RECORDS PROVIDED:
--

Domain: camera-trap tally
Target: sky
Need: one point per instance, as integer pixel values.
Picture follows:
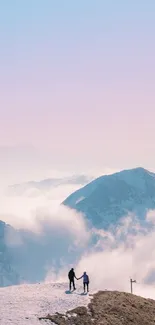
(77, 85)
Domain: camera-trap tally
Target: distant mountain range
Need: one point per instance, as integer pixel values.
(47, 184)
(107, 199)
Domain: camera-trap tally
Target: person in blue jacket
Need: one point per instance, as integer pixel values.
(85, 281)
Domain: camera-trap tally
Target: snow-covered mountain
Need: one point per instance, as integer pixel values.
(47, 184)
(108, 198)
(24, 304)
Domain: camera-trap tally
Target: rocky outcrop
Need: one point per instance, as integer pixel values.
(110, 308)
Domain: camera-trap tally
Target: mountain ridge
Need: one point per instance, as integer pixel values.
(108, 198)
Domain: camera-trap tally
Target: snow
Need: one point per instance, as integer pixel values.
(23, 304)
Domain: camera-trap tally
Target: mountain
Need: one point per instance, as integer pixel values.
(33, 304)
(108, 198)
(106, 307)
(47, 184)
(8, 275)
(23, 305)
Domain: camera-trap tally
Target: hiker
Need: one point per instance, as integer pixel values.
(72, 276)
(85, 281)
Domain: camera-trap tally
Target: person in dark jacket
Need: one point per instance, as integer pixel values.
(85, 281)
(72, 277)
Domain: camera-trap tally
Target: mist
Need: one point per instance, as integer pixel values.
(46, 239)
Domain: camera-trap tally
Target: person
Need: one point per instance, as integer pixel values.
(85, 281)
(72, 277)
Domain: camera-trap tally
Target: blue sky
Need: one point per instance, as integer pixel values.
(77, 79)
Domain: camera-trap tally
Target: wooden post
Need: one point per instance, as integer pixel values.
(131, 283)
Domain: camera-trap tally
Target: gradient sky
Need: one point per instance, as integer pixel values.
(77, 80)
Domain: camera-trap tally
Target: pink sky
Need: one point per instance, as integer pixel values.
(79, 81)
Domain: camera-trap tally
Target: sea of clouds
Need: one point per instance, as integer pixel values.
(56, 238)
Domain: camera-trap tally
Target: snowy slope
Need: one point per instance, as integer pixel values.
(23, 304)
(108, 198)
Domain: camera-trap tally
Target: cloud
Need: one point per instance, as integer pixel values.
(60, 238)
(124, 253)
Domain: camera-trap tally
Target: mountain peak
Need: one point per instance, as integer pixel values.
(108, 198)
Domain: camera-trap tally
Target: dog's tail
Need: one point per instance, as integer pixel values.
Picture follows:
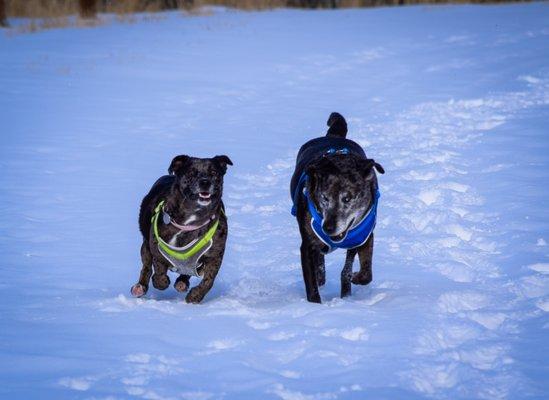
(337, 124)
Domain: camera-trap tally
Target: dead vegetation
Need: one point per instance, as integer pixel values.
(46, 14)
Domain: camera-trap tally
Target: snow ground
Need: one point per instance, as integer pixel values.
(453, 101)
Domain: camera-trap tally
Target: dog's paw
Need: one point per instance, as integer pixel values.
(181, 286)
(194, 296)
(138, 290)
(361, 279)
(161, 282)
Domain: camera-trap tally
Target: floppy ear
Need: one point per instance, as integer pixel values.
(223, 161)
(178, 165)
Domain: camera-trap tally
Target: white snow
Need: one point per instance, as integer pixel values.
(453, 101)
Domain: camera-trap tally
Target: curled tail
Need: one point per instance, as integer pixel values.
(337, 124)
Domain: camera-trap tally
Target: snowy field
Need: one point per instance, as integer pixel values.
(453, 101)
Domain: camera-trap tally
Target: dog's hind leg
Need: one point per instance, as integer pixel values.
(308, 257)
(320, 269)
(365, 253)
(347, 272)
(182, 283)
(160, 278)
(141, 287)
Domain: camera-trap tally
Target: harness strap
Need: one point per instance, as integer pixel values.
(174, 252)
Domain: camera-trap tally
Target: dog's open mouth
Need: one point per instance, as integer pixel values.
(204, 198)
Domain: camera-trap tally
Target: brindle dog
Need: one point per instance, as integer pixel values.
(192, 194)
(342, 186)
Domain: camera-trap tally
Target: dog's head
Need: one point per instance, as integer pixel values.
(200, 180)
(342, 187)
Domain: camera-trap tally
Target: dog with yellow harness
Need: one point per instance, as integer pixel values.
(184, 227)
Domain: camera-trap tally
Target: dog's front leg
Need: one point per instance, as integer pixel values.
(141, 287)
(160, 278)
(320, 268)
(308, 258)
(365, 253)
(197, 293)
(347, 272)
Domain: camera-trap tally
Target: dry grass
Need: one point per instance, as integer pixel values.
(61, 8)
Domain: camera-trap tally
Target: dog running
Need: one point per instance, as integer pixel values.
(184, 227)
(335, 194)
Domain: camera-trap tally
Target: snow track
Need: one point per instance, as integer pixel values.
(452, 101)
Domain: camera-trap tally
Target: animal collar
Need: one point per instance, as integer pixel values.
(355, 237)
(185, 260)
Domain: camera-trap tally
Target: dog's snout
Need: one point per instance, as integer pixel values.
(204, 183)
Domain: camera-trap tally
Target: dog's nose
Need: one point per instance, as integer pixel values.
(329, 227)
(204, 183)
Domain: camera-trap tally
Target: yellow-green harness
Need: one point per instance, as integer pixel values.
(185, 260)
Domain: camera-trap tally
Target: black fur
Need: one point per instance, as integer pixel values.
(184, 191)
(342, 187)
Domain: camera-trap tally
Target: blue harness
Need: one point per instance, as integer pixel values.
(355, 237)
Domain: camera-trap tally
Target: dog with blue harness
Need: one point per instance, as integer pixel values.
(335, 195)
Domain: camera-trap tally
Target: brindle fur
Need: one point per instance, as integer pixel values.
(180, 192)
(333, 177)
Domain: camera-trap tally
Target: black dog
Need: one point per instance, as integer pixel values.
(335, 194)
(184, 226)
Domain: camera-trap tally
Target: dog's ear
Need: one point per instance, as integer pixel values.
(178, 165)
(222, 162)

--

All of the records above are to be written out exactly, minus their images.

Domain: camera-trap tally
Target: sky
Need: one point per instance, as integer pixel values.
Picture follows:
(77, 85)
Domain: camera-trap tally
Target: distant mountain range
Need: one point per instance, as integer pixel values.
(47, 184)
(107, 199)
Domain: camera-trap tally
Target: person in blue jacket
Need: one point per instance, as integer pixel values.
(85, 281)
Domain: camera-trap tally
Target: snow-covered mountain
Need: one point per instance, as integer pixel values.
(47, 184)
(108, 198)
(24, 304)
Domain: camera-trap tally
Target: rocky outcrop
Need: one point per instance, as integer pixel values.
(110, 308)
Domain: camera-trap tally
Target: mountain ridge
Need: one point per instance, as integer pixel values.
(108, 198)
Domain: camera-trap tally
Target: snow
Need: one point per instance, as integer pixel values.
(23, 304)
Domain: camera-trap tally
Target: mountain
Need: one point per instance, as integer pixel values.
(33, 304)
(108, 198)
(106, 307)
(47, 184)
(8, 275)
(23, 305)
Domain: camera-trap tally
Target: hiker
Need: one point per instance, as integer pixel values.
(72, 276)
(85, 281)
Domain: camera-trap tally
Target: person in dark jacket
Need: one point per instance, as integer pixel values.
(85, 281)
(72, 277)
Domain: camera-trap tally
Target: mist
Need: one point per instance, as integer pixel values.
(46, 239)
Domain: camera-trap tally
Target: person
Need: one point per instance, as integer pixel values.
(85, 281)
(72, 277)
Domain: camera-trap tally
Target: blue sky
Need: one point per instance, as integer pixel values.
(77, 79)
Domain: camera-trap tally
Target: wooden post
Need: one point per instance, as integer pixel values.
(131, 283)
Domain: camera-trap tally
Target: gradient sky
Need: one point per instance, as integer pixel values.
(77, 80)
Domain: camera-trap tally
Target: pink sky
Need: one point per instance, as integer pixel values.
(79, 81)
Domain: camera-trap tally
Target: sea of clouds
Need: one point per instance, as integer pixel values.
(56, 238)
Domain: camera-trap tally
Target: snowy slope
Need: one point per instance, as integer pixel values.
(23, 304)
(108, 198)
Domain: camera-trap tally
Target: cloud
Need: one point per instance, as integer pixel values.
(60, 238)
(124, 253)
Domain: camera-trap tally
Target: mountain peak
Need: one point per instance, as integer pixel values.
(108, 198)
Domain: camera-trap tally
Target: dog's tail
Need: one point per instance, as integer pixel values.
Picture follows:
(337, 124)
Domain: camera-trap tally
Target: dead vegetation
Need: one point per instance, as integer pixel values.
(46, 14)
Domain: camera-trap tally
Target: snow ground
Need: one point per instance, as integer pixel values.
(453, 101)
Domain: camera-trap tally
Target: dog's paw
Need: one point per instance, as integer pixel values.
(181, 286)
(194, 296)
(138, 290)
(361, 279)
(161, 282)
Domain: camera-trap tally
Target: floppy ear
Need: one point per instance, as integer pixel values.
(223, 161)
(178, 165)
Domain: camera-trap tally
Target: white snow
Need: one point per instance, as integer pixel values.
(453, 101)
Domain: camera-trap tally
Target: curled tail
Need: one point per instance, as integer pixel values.
(337, 124)
Domain: camera-trap tally
Target: snowy field
Need: one point per instance, as integer pixel values.
(453, 101)
Domain: camera-trap tally
Target: dog's hind leg
Need: one point per instance, as integer pixel values.
(308, 257)
(320, 269)
(365, 253)
(347, 272)
(182, 283)
(160, 278)
(141, 287)
Domain: camera-trap tally
Target: harness strap
Need: one point per instance, as integer pixel values.
(174, 252)
Domain: camera-trap tally
Target: dog's open mouth
Need: one point per instance, as integer pixel values.
(204, 198)
Domain: camera-trap tally
Target: brindle dog
Need: one point per instance, as integer pixel values.
(192, 194)
(342, 186)
Domain: camera-trap tally
Target: dog's head
Need: one point per instance, as integer pixel values.
(200, 180)
(342, 187)
Domain: camera-trap tally
Target: dog with yellow harness
Need: one point per instance, as integer pixel values.
(184, 227)
Domain: camera-trap tally
Target: dog's front leg
Need: one point per instance, as integer pixel values.
(141, 287)
(160, 278)
(320, 268)
(308, 258)
(365, 253)
(197, 293)
(347, 272)
Domain: camera-trap tally
Target: dry grass
Need: one point per instance, as integer pixel values.
(61, 8)
Domain: camera-trap tally
Target: dog running
Need: one point per instance, as integer pixel values.
(184, 227)
(335, 194)
Domain: camera-trap tally
Target: snow track
Need: one point per instance, as integer pixel values.
(452, 101)
Domain: camera-trap tally
Target: animal collar
Need: one point per instance, as integer pixel values.
(355, 237)
(185, 260)
Domain: camera-trap tally
Target: dog's snout
Need: one point per instance, as integer pixel values.
(204, 183)
Domain: camera-trap tally
Target: dog's nose
Need: one point per instance, as integer pixel values.
(329, 227)
(204, 183)
Domain: camera-trap tally
Target: yellow-green harness
Need: one point per instance, as integer pixel values.
(185, 260)
Domain: camera-trap tally
Target: black fur
Need: one point per instance, as integer pixel values.
(184, 191)
(342, 187)
Domain: camera-trap tally
Target: blue harness
Need: one point per instance, as integer pixel values.
(355, 237)
Domain: camera-trap tally
Target: dog with blue harness
Need: one point per instance, as integer pixel values.
(335, 195)
Domain: camera-trap tally
Target: brindle fur
Need: one point per instance, as integer pixel values.
(180, 192)
(333, 177)
Domain: camera-trap tally
Target: black dog
Need: one point per instance, as integer pixel values.
(335, 194)
(184, 226)
Domain: camera-trap tally
Target: dog's ear
Need: one point per instance, as integer pixel values.
(178, 165)
(222, 162)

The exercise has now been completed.